Progress – team marathon not a solo sprint

My mentee shared an ambitious plan of what they hoped to achieve in the next 6 months. In talking through the plan we were able to break this down into distinct phases and as a result we ‘parked’ some aspects like models of access to a future phase allowing us to focus on a shorter list of immediate priorities. Ambition is good and to be encouraged, but should be topped with a sprinkle of realism.  

We quickly got into a pattern with a 1 hour meeting every 2 weeks, always starting with a very simple “How are you?” This would then be followed by the mentee providing an update on what had been achieved or progressed. We talked about a range of topics including advocacy for digital preservation, NDSA levels of digital preservation, DROID, DPC-RAM, talking with depositors and so much more. As we discussed the challenges faced it was easy to forget the achievements that were made including re-purposing a PC as a forensic workstation.

An early priority was to create a digital asset register and having the details about the size and extent of born-digital holdings proved invaluable in a business case to ICT for additional storage space.  Another key success was engaging colleagues, not just in IT but also their line-manager and other members of the team. This increased the profile of the work that was being undertaken and meant that some tasks could be shared or delegated and will be of long-term benefit to the mentee, the team and the institution.

Information provided >>
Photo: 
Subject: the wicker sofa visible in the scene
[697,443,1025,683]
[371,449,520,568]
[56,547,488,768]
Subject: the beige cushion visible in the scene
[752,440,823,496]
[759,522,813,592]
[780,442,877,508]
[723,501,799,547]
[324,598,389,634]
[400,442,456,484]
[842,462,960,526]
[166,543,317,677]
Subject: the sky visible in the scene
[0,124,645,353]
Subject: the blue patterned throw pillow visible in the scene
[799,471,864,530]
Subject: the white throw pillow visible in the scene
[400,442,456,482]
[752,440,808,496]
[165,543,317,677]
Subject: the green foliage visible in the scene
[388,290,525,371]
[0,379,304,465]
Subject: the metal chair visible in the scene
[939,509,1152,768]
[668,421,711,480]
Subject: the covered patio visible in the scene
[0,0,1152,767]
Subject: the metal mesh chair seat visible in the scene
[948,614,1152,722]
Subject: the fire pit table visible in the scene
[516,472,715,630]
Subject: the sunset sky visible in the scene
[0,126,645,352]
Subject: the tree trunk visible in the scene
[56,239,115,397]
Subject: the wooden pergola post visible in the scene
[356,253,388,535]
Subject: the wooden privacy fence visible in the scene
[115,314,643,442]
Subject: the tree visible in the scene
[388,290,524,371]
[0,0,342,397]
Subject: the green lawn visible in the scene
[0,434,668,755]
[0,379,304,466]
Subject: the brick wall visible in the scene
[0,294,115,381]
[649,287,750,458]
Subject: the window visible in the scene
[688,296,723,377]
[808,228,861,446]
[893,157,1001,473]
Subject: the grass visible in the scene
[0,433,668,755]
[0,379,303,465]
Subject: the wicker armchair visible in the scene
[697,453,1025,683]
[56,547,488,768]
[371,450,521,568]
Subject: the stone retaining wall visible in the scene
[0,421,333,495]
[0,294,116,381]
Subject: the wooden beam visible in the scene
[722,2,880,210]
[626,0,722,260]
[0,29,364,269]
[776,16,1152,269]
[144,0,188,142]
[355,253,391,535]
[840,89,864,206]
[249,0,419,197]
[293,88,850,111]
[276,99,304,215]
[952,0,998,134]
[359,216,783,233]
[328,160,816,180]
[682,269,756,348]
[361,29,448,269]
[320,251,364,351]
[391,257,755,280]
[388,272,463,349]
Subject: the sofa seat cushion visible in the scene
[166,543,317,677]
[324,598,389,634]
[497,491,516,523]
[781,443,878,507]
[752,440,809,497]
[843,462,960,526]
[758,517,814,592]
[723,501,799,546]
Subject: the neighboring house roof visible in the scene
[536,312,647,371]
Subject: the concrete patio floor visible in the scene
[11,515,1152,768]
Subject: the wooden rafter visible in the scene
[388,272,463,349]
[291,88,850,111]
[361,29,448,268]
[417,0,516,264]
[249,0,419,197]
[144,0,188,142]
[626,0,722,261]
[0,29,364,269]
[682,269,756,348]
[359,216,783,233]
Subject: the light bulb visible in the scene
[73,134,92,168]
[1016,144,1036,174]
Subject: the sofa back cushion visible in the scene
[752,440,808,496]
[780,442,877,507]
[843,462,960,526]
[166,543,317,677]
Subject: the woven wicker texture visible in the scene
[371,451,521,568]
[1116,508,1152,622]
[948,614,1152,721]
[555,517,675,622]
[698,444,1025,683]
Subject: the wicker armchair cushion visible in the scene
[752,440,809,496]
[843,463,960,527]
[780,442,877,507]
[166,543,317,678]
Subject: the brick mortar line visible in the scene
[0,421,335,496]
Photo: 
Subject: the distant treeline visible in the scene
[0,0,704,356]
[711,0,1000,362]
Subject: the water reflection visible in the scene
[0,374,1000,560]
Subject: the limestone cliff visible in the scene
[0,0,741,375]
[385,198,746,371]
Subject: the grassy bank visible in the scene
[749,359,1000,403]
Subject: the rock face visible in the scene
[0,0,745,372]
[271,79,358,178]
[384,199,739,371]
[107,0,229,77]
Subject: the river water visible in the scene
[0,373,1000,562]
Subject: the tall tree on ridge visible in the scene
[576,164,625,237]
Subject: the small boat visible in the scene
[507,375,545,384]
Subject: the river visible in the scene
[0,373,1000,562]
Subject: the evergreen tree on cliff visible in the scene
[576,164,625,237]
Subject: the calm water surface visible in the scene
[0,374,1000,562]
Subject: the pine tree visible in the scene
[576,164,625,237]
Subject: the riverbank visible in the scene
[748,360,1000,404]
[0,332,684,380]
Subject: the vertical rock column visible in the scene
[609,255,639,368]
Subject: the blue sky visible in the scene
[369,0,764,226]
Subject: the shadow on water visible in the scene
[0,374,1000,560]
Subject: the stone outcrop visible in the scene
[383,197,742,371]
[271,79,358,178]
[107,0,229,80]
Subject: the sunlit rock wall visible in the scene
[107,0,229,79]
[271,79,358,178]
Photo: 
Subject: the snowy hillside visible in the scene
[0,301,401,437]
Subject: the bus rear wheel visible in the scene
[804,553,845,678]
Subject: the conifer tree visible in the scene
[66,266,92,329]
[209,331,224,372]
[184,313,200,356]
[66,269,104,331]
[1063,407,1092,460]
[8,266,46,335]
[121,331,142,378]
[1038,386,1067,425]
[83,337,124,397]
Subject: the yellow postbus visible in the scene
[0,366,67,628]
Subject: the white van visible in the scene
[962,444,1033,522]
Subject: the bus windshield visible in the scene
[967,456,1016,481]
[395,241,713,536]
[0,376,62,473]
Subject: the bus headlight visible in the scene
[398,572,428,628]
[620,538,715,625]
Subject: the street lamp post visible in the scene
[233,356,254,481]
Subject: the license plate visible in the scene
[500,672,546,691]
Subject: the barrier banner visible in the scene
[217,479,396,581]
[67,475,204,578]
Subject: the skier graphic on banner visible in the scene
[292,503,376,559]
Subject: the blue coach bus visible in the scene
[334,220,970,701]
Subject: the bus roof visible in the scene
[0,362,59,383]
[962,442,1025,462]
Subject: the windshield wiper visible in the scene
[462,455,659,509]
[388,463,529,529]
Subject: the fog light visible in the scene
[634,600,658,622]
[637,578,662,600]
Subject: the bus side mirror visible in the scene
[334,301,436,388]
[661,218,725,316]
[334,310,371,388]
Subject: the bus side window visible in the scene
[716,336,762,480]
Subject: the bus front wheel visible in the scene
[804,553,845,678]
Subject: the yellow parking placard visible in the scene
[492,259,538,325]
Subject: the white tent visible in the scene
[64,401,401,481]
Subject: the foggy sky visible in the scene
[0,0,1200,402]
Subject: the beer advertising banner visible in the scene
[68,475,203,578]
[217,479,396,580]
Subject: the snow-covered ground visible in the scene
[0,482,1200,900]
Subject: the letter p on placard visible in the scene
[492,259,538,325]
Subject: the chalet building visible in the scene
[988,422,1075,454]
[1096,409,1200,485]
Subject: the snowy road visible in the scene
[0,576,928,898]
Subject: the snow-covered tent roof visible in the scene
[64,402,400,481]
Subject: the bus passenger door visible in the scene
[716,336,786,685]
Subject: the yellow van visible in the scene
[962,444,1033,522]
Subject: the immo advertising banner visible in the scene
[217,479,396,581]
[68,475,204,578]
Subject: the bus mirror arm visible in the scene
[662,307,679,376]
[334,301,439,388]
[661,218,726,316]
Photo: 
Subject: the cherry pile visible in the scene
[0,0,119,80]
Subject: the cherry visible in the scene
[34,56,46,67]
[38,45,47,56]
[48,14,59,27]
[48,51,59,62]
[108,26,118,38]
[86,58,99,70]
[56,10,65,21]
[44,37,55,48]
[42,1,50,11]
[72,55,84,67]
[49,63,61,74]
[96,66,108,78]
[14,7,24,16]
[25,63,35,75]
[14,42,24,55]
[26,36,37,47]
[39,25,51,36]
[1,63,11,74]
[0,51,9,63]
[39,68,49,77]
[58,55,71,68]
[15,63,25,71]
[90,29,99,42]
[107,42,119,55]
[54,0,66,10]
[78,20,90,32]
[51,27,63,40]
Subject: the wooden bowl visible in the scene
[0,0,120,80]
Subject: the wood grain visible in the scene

Challenges >>
a) According to the mentoring piece, what did the digital asset register's details about born-digital holdings support?
b) Extend the mentoring piece on digital preservation, picking up after its final sentence.

Answers given >>
a) A business case to ICT for additional storage space.

b)
Shared experiences across the programme

Last week saw a final meeting bringing all mentees and mentors together to reflect on the outcomes and benefits of the programme. It was good to hear from the other 14 pairs about their experiences which included digitisation, digital preservation, digital scholarship, digital engagement and collections management activities. Outcomes featured achievements to the mentees respective institutions but also on a personal level with new skills and increased confidence reported by all.

There were a number of reoccurring themes including the Digital Preservation Coalition’s Novice to Know-How training, the importance of the digital asset register, the mentor as a sounding-board outside of the mentees institution, creating workflows, drafting policies and aligning to business cases and archives accreditation. 


I really enjoyed the opportunity. It was easy to turn-off my phone and notifications to ensure my focus was 100% directed on my mentee. An unexpected benefit was the fact that I got to spend some time seeing the challenges of digital preservation from another perspective and this insight will really help me to support other people and other institutions.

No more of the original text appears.